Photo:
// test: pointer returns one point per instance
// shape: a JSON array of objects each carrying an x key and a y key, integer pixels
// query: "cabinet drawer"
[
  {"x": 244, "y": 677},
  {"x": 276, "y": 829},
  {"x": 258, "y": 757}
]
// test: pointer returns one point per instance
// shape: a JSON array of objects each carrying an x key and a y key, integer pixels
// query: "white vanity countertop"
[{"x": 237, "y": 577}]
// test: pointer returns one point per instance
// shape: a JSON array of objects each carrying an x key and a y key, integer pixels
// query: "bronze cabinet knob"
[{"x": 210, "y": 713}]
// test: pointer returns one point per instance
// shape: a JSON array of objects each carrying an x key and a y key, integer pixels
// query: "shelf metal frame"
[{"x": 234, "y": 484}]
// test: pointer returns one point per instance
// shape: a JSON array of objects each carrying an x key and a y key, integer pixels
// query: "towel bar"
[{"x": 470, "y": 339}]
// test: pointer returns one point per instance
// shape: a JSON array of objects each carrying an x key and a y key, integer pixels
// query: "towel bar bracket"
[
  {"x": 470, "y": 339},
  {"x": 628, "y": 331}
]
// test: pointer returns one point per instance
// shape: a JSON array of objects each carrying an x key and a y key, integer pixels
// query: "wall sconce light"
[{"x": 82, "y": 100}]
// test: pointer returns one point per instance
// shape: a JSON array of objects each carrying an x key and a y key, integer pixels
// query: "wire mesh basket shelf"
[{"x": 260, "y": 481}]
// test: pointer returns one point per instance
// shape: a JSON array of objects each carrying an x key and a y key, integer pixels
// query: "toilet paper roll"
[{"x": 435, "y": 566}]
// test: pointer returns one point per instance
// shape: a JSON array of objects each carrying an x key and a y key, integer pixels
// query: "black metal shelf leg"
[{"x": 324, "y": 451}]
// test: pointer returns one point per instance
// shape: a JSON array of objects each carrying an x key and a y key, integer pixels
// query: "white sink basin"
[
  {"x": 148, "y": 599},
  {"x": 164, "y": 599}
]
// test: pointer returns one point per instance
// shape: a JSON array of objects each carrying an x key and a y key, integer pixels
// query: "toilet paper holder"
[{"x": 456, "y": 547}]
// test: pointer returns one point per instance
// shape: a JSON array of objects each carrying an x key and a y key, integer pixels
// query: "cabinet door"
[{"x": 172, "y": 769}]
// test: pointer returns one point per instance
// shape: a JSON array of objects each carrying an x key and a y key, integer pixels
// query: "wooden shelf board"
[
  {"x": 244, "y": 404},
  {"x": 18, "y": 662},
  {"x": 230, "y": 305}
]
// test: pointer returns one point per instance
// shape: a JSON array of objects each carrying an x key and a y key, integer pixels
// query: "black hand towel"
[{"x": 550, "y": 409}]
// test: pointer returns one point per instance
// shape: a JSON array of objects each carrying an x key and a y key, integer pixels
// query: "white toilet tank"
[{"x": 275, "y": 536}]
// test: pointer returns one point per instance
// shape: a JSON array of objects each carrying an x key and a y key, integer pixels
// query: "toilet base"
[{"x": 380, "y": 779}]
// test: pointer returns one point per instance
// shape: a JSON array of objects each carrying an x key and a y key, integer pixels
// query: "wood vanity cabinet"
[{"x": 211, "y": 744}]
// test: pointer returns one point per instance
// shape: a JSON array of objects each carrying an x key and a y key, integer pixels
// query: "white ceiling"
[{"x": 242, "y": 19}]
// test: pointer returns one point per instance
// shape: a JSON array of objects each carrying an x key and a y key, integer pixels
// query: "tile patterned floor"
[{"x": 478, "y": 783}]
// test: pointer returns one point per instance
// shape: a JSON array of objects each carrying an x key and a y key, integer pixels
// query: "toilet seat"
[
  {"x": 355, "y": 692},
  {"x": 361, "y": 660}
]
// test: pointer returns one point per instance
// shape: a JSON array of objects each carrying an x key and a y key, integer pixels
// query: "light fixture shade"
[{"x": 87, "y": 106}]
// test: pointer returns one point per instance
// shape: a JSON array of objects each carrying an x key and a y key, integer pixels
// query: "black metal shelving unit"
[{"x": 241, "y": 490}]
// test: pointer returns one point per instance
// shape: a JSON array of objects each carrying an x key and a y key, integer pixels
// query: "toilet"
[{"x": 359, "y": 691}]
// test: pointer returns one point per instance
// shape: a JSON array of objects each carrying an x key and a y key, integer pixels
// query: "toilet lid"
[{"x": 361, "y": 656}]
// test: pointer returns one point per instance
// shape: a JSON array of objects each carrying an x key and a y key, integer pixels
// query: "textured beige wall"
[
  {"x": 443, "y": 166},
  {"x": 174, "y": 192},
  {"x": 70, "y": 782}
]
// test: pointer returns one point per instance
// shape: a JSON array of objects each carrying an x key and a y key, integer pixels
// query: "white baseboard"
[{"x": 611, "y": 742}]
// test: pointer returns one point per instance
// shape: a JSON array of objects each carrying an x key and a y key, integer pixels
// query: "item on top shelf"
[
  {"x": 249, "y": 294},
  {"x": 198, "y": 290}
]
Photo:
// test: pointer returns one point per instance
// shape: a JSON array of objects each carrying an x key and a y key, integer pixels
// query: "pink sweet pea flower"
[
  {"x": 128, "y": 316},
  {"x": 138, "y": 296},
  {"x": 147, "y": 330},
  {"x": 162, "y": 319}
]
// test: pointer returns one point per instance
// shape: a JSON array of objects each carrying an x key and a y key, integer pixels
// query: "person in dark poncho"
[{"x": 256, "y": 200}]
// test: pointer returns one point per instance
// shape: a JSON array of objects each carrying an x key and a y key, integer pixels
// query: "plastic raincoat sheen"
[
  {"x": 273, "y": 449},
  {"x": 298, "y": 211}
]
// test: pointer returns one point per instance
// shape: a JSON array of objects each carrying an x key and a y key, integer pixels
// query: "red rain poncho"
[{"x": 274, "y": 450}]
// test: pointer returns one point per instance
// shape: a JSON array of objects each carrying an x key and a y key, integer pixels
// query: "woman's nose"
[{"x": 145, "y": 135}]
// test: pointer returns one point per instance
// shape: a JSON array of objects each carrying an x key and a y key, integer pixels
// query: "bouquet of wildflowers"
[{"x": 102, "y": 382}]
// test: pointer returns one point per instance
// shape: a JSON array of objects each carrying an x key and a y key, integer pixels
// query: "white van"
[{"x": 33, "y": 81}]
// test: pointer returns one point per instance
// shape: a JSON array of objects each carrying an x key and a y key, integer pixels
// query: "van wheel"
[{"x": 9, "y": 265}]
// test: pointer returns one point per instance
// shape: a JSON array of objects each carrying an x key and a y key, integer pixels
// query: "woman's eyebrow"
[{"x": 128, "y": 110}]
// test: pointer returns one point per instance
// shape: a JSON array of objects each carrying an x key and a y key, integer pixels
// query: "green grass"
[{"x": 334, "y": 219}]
========
Job ▸
Print all of the entries again, exactly as written.

Full answer ▸
Photo:
// test: pointer returns one point per instance
// shape: a JSON array of objects each carrying an x key and a y key, integer pixels
// query: "cabinet drawer"
[
  {"x": 244, "y": 677},
  {"x": 276, "y": 829},
  {"x": 258, "y": 757}
]
// test: pointer returns one point per instance
// shape: a JSON array of objects each carrying an x key and a y key, integer pixels
// query: "white vanity countertop"
[{"x": 237, "y": 577}]
// test: pointer returns one point per instance
// shape: a JSON array of objects each carrying an x key and a y key, integer pixels
// query: "bronze cabinet knob"
[{"x": 210, "y": 713}]
// test: pointer returns one point per instance
// shape: a JSON array of objects each carrying an x key and a y key, integer pixels
// query: "shelf metal frame"
[{"x": 234, "y": 484}]
// test: pointer returns one point per instance
// shape: a JSON array of objects each carrying an x key and a y key, integer pixels
// query: "towel bar"
[{"x": 470, "y": 339}]
// test: pointer returns one point per instance
// shape: a JSON array of objects each carrying an x key and a y key, integer pixels
// query: "towel bar bracket"
[
  {"x": 470, "y": 339},
  {"x": 628, "y": 331}
]
// test: pointer returns one point per instance
// shape: a JSON array of objects each carrying an x key and a y key, integer pixels
// query: "wall sconce light"
[{"x": 82, "y": 100}]
// test: pointer returns one point per instance
// shape: a JSON array of objects each carrying an x key and a y key, integer pixels
// query: "wire mesh basket shelf"
[{"x": 260, "y": 481}]
// test: pointer returns one point per instance
// shape: a JSON array of objects each carrying an x key and a y key, integer pixels
// query: "toilet paper roll"
[{"x": 435, "y": 566}]
// test: pointer returns one point per instance
// shape: a JSON array of objects each carrying an x key and a y key, integer pixels
// query: "black metal shelf leg"
[{"x": 324, "y": 451}]
// test: pointer returns one point per instance
// shape: a JSON array of objects each carrying an x key and a y key, integer pixels
// query: "white sink basin"
[
  {"x": 148, "y": 599},
  {"x": 164, "y": 599}
]
// test: pointer returns one point per instance
// shape: a JSON array of objects each carrying an x key and a y key, integer pixels
// query: "toilet paper holder"
[{"x": 456, "y": 547}]
// test: pointer returns one point per instance
// shape: a JSON array of objects each carrying an x key and a y key, integer pixels
// query: "cabinet door"
[{"x": 172, "y": 769}]
// test: pointer returns one point per instance
// shape: a JSON array of objects each carrying an x key and a y key, integer pixels
// query: "wooden shelf board"
[
  {"x": 244, "y": 404},
  {"x": 18, "y": 662},
  {"x": 230, "y": 305}
]
// test: pointer returns one point per instance
// shape: a JSON array of objects each carrying an x key and a y key, integer pixels
// query: "black hand towel"
[{"x": 550, "y": 409}]
// test: pointer returns one point per instance
// shape: a JSON array of objects each carrying an x key and a y key, integer pixels
// query: "white toilet tank"
[{"x": 275, "y": 536}]
// test: pointer returns one point per instance
// shape: a JSON array of objects each carrying an x key and a y key, integer pixels
// query: "toilet base"
[{"x": 380, "y": 779}]
// test: pointer returns one point per instance
// shape: a JSON array of objects each carrying an x key and a y key, integer pixels
// query: "wood vanity cabinet"
[{"x": 211, "y": 744}]
// test: pointer returns one point per instance
// shape: a JSON array of objects each carrying an x key and a y key, integer pixels
// query: "white ceiling"
[{"x": 242, "y": 19}]
// test: pointer returns one point per instance
// shape: a JSON array of objects each carrying an x key and a y key, integer pixels
// query: "tile patterned floor"
[{"x": 478, "y": 783}]
// test: pointer returns one point per instance
// shape: a JSON array of objects each carrying an x key and a y key, integer pixels
// query: "toilet seat"
[
  {"x": 355, "y": 692},
  {"x": 361, "y": 660}
]
// test: pointer returns one point per instance
// shape: a JSON array of objects each carrying an x key and a y key, integer pixels
// query: "light fixture shade"
[{"x": 87, "y": 106}]
// test: pointer returns one point per instance
// shape: a JSON array of objects each carrying an x key and a y key, integer pixels
// query: "black metal shelving unit"
[{"x": 241, "y": 490}]
// test: pointer returns one point per instance
// shape: a JSON array of objects each carrying an x key and a y key, integer pixels
// query: "toilet"
[{"x": 359, "y": 691}]
// test: pointer returns one point per instance
// shape: a JSON array of objects each carrying an x key and a y key, integer pixels
// query: "toilet lid"
[{"x": 361, "y": 656}]
// test: pointer returns one point per instance
// shape: a JSON array of objects each carrying an x key and a y key, integer pixels
// query: "textured beige wall"
[
  {"x": 443, "y": 166},
  {"x": 174, "y": 192},
  {"x": 70, "y": 782}
]
// test: pointer returns one point per instance
// shape: a JSON array of objects each carrying an x key and a y key, integer pixels
// query: "white baseboard"
[{"x": 611, "y": 742}]
// test: pointer returns one point per instance
// shape: a JSON array of objects each carrying an x key and a y key, integer pixels
// query: "item on top shelf"
[
  {"x": 249, "y": 294},
  {"x": 198, "y": 290}
]
Photo:
// test: pointer returns one point per instance
// shape: a JSON array of objects each carrying an x key and a y key, integer pixels
// query: "pink sweet pea flower"
[
  {"x": 128, "y": 316},
  {"x": 138, "y": 296},
  {"x": 147, "y": 330},
  {"x": 162, "y": 319}
]
// test: pointer returns one point per instance
// shape: a JSON array of objects each carrying an x key and a y key, integer pixels
// query: "person in dark poncho"
[{"x": 256, "y": 200}]
// test: pointer returns one point per instance
// shape: a JSON array of objects each carrying an x key and a y key, integer pixels
// query: "plastic raincoat sheen"
[
  {"x": 273, "y": 449},
  {"x": 298, "y": 211}
]
// test: pointer returns one point per instance
// shape: a JSON array of objects each carrying an x key and a y key, integer pixels
// query: "red rain poncho"
[{"x": 274, "y": 450}]
// test: pointer returns one point per instance
// shape: a JSON array of objects each carrying an x key and a y key, integer pixels
// query: "woman's nose"
[{"x": 145, "y": 135}]
// test: pointer returns one point per instance
// shape: a JSON array of objects each carrying an x key and a y key, integer pixels
// query: "bouquet of wildflowers"
[{"x": 102, "y": 382}]
// test: pointer returns one point per instance
// shape: a JSON array of objects each carrying an x key and a y key, integer pixels
// query: "white van"
[{"x": 33, "y": 81}]
// test: pointer returns one point per instance
// shape: a JSON array of objects each carrying an x key and a y key, integer pixels
// query: "van wheel"
[{"x": 9, "y": 265}]
// test: pointer returns one point per instance
// shape: a JSON array of objects each carrying an x key and a y key, integer pixels
// query: "woman's eyebrow"
[{"x": 128, "y": 110}]
// test: pointer returns one point per instance
// shape: a JSON array of objects each carrying an x key and a y key, integer pixels
// query: "green grass"
[{"x": 334, "y": 219}]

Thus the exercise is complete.